• _Material zur Aufgabe_
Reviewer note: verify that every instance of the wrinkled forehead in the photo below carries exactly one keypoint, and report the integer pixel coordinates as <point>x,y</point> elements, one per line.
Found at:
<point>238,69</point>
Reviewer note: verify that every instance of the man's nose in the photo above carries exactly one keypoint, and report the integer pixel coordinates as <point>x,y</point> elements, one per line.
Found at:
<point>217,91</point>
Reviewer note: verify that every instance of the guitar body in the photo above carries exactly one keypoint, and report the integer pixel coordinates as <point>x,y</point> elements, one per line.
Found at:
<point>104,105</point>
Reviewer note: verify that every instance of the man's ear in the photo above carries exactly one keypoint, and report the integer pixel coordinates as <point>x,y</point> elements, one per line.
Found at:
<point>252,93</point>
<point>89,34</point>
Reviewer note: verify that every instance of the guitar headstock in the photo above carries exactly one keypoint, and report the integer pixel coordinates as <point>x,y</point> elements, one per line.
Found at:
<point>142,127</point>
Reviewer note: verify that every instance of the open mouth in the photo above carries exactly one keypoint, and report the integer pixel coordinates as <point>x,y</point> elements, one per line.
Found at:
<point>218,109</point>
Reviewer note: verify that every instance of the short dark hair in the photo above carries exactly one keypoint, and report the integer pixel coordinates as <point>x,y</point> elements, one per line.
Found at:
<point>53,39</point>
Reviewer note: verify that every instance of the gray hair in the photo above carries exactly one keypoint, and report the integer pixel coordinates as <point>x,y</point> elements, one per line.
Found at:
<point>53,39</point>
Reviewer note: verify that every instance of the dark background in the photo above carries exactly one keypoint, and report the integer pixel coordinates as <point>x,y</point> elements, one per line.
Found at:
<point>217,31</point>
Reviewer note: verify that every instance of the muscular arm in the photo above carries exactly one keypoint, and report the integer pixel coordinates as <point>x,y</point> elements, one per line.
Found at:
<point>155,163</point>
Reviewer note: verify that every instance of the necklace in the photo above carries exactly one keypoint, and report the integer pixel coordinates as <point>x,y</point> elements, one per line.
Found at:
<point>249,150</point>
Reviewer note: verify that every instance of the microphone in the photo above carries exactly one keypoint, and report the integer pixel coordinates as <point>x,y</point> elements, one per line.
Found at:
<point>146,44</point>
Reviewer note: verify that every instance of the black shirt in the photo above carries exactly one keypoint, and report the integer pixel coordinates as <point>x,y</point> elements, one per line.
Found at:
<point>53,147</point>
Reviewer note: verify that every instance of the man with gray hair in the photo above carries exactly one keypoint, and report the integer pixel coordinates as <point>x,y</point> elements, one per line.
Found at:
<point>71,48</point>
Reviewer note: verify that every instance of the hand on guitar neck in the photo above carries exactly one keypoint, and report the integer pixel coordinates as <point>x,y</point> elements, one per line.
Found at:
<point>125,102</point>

• _Aufgabenstellung_
Benenne im gesamten Material „Found at“ in „Located at“ um und gib alle Zeilen sonst unverändert wieder.

• _Lösung_
Reviewer note: verify that every instance of the wrinkled forehead in the photo below carries exactly one keypoint, and report the integer pixel coordinates as <point>x,y</point> elements, one per line.
Located at:
<point>238,69</point>
Reviewer note: verify that every instance of the man's nose in the photo above carries exactly one keypoint, and report the integer pixel coordinates as <point>x,y</point> elements, one per line.
Located at:
<point>217,91</point>
Reviewer note: verify that every instance of the guitar body in the photo above carries exactly one keypoint, and report the integer pixel coordinates as <point>x,y</point> elements, one per line.
Located at:
<point>104,105</point>
Reviewer note: verify that every instance of the man's ear in the photo above carries exactly one keypoint, and report the integer pixel coordinates as <point>x,y</point> elements, one per line.
Located at:
<point>252,93</point>
<point>89,34</point>
Reviewer note: verify that every instance of the guitar headstock in the photo above carries exactly one keypoint, and report the integer pixel coordinates as <point>x,y</point> elements, one per line.
Located at:
<point>142,127</point>
Reviewer note: verify that every instance of the open mouth in the photo above carries exactly one keypoint, and report the integer pixel coordinates as <point>x,y</point> elements, one per line.
Located at:
<point>218,109</point>
Reviewer note: verify that every instance of the short dark hair in the photo above carries exactly one keypoint, and report the integer pixel coordinates as <point>x,y</point> elements, one per line.
Located at:
<point>53,39</point>
Reviewer note: verify that every instance of the gray hair in the photo above carries exactly one keypoint, and report the integer pixel coordinates as <point>x,y</point> elements, one per line.
Located at:
<point>53,39</point>
Reviewer note: verify that every instance of the dark background in the photo above carries exactly one keypoint, and report the integer pixel coordinates as <point>x,y</point> elements, one per line.
Located at:
<point>217,31</point>
Reviewer note: verify that every instance of the muscular arm in the photo above carries exactly one keypoint, and report the integer pixel coordinates as <point>x,y</point> elements, one per line.
Located at:
<point>155,163</point>
Reviewer note: verify that every instance of the necklace in the photo above carries exactly one keypoint, and report the integer pixel coordinates as <point>x,y</point> elements, one per line.
Located at:
<point>249,150</point>
Reviewer note: verify that every instance of the microphone in the photo above carries exactly one keypoint, and report the integer pixel coordinates as <point>x,y</point> elements, one per line.
Located at:
<point>146,44</point>
Reviewer note: verify that every instance of the black shirt in the photo above carries exactly one keypoint, and report the integer pixel coordinates as <point>x,y</point> elements, one per line.
Located at:
<point>53,147</point>
Reviewer note: verify that every instance of the man with gray hair in the photo above carries exactly one keypoint, and report the integer pixel coordinates as <point>x,y</point> elements, one per line.
Located at:
<point>71,48</point>
Reviewer note: verify that every instance of the hand on guitar neck in the photo above carries exactly one keypoint, and report the integer pixel coordinates as <point>x,y</point> elements, one per line.
Located at:
<point>125,102</point>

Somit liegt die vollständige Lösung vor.